**Goal of the exercise**
Repeat the listing that comes next, leaving nothing out and changing nothing.

=-=-=-=-=

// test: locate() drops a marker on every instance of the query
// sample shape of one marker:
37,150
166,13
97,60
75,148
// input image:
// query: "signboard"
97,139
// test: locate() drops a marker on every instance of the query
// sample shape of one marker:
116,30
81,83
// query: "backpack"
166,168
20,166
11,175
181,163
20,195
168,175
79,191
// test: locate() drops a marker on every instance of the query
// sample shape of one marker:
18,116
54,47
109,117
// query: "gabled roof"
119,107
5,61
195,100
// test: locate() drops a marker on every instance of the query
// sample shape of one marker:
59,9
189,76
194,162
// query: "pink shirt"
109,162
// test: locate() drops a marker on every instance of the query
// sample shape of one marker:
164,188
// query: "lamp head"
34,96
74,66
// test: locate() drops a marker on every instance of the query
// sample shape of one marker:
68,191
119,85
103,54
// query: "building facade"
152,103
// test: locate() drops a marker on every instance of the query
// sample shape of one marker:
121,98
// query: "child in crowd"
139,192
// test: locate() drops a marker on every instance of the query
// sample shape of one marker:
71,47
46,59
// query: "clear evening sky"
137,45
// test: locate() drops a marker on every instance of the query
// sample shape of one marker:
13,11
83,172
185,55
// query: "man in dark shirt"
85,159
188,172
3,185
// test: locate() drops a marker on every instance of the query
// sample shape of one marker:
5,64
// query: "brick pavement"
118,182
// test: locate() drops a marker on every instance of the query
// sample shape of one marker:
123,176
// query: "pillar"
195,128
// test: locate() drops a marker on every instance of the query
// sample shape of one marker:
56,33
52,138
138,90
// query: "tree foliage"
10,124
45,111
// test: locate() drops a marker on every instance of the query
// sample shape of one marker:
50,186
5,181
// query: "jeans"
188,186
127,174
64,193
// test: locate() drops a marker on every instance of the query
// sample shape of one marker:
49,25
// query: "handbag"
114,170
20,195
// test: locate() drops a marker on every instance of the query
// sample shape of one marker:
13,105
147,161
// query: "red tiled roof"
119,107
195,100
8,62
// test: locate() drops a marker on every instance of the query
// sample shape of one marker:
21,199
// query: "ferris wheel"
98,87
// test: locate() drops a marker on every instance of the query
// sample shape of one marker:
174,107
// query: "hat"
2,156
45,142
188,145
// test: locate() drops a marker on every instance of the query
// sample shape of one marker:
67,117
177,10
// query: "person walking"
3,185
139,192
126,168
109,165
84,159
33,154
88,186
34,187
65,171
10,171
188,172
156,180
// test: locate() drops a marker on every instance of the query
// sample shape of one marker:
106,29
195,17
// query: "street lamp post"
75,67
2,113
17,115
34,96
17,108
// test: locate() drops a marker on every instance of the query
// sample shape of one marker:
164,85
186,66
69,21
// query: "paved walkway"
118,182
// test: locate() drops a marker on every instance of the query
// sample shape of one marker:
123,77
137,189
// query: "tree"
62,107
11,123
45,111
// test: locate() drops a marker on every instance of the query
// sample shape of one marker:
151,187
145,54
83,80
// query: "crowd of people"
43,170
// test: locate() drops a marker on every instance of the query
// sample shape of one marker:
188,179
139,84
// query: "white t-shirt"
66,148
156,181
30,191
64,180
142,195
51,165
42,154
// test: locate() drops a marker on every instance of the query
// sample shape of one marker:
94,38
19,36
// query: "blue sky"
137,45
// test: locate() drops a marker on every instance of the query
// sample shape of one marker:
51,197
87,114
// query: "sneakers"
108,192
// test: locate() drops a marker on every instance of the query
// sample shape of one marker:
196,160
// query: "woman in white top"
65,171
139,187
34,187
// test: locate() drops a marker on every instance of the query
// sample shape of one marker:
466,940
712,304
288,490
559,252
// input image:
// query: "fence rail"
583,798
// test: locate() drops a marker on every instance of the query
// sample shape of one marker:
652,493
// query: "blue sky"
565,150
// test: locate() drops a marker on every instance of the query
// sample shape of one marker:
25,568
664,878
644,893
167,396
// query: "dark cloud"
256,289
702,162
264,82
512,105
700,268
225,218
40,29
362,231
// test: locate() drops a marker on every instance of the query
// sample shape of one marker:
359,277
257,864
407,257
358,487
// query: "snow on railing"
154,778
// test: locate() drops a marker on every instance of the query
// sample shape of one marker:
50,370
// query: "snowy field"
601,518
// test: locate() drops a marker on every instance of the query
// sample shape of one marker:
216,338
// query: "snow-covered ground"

=-=-=-=-=

**The answer**
// test: locate() drops a marker on every instance of the query
// sample shape of one marker:
37,150
166,13
97,60
75,148
// input image:
// query: "signboard"
97,139
// test: locate() drops a marker on every instance of the query
// sample shape of one marker:
116,30
81,83
// query: "backpack"
166,168
20,166
11,175
181,163
20,195
168,175
79,191
// test: locate() drops a marker on every instance of the query
// sample shape of one marker:
18,116
54,47
109,117
// query: "gabled roof"
119,107
5,61
195,100
// test: locate() drops a marker on every instance of the query
// sample shape of one marker:
59,9
189,76
194,162
// query: "pink shirt"
109,162
// test: locate() drops a marker on every instance of the query
// sample shape of one marker:
164,188
// query: "lamp head"
34,96
74,66
// test: locate() drops a marker on every instance of the query
// sample shape of one marker:
68,191
119,85
103,54
// query: "building facade"
152,103
// test: locate() drops a marker on every instance of the query
// sample shape of one marker:
121,98
// query: "child in crowd"
139,192
// test: locate() drops a marker on every instance of the query
// sample shape of one marker:
71,47
46,59
// query: "clear evening sky"
137,45
// test: locate() drops a marker on every instance of the query
// sample shape of one marker:
13,11
83,172
185,55
// query: "man in dark shirt"
85,159
188,172
3,185
// test: locate() drops a marker on every instance of the query
// sample shape of one marker:
5,64
// query: "brick pavement"
118,182
// test: locate() drops a marker on every instance of the query
// sample shape of one marker:
123,176
// query: "pillar"
195,128
// test: locate() drops a marker on every instance of the query
// sample shape of one marker:
56,33
52,138
138,90
// query: "tree foliage"
10,124
45,111
// test: locate() drops a marker on every instance of the query
// sample shape of one marker:
50,186
5,181
// query: "jeans"
188,186
127,174
64,193
// test: locate() drops a marker on every instance of the query
// sample shape of one marker:
49,25
// query: "handbag"
114,170
20,195
// test: locate() drops a marker on every instance of the query
// sample shape of one marker:
13,105
147,161
// query: "red tiled roof"
119,107
195,100
8,62
// test: locate() drops a marker on every instance of the query
// sample shape of one marker:
21,199
// query: "ferris wheel"
98,87
// test: locate() drops a marker on every instance of the query
// sample shape of one marker:
174,107
// query: "hat"
2,156
45,142
188,145
// test: locate() drops a marker on every instance of the query
// sample shape of one marker:
67,117
177,10
// query: "person walking"
3,185
139,192
126,168
109,165
84,159
33,154
88,186
34,187
65,171
10,171
188,172
156,180
// test: locate() drops a marker on every instance of the query
// sample shape of one marker:
106,29
195,17
// query: "street lamp post"
75,67
2,113
17,115
34,96
17,108
// test: locate() drops a marker on every instance of the query
// sample shape of one marker:
164,85
186,66
69,21
// query: "paved walkway"
118,182
// test: locate() drops a marker on every instance of the query
// sample shape of one marker:
123,77
137,189
// query: "tree"
62,107
11,123
45,111
// test: locate() drops a marker on every instance of the query
// sample shape of one marker:
151,187
145,54
83,80
// query: "crowd of people"
43,170
// test: locate() drops a marker on every instance of the query
// sample shape of one marker:
188,179
139,84
// query: "white t-shirt"
66,148
156,181
30,191
64,180
142,195
51,165
42,154
// test: locate() drops a marker on every instance of the query
// sample shape of one marker:
94,38
19,36
// query: "blue sky"
137,45
// test: locate() drops a marker on every instance of the query
// sample shape of one marker:
51,197
87,114
// query: "sneakers"
108,192
// test: locate() drops a marker on every instance of the query
// sample shape of one marker:
196,160
// query: "woman in white top"
65,171
139,187
34,187
// test: locate() drops a marker on every instance of the query
// sample shape of one marker:
466,940
712,304
288,490
559,252
// input image:
// query: "fence rail"
583,798
// test: locate() drops a marker on every instance of the query
// sample shape of one marker:
652,493
// query: "blue sky"
565,150
// test: locate() drops a marker on every instance of the query
// sample shape of one marker:
25,568
664,878
644,893
167,396
// query: "dark cloud"
256,289
702,162
264,82
512,105
700,268
225,218
40,29
362,231
// test: locate() drops a marker on every instance of the query
// sample shape of one marker:
359,277
257,864
407,257
358,487
// query: "snow on railing"
154,778
// test: locate() drops a marker on every instance of the query
// sample shape of one marker:
50,370
// query: "snowy field"
601,518
// test: locate() drops a marker on every instance of the query
// sample shape of one marker:
216,338
// query: "snow-covered ground"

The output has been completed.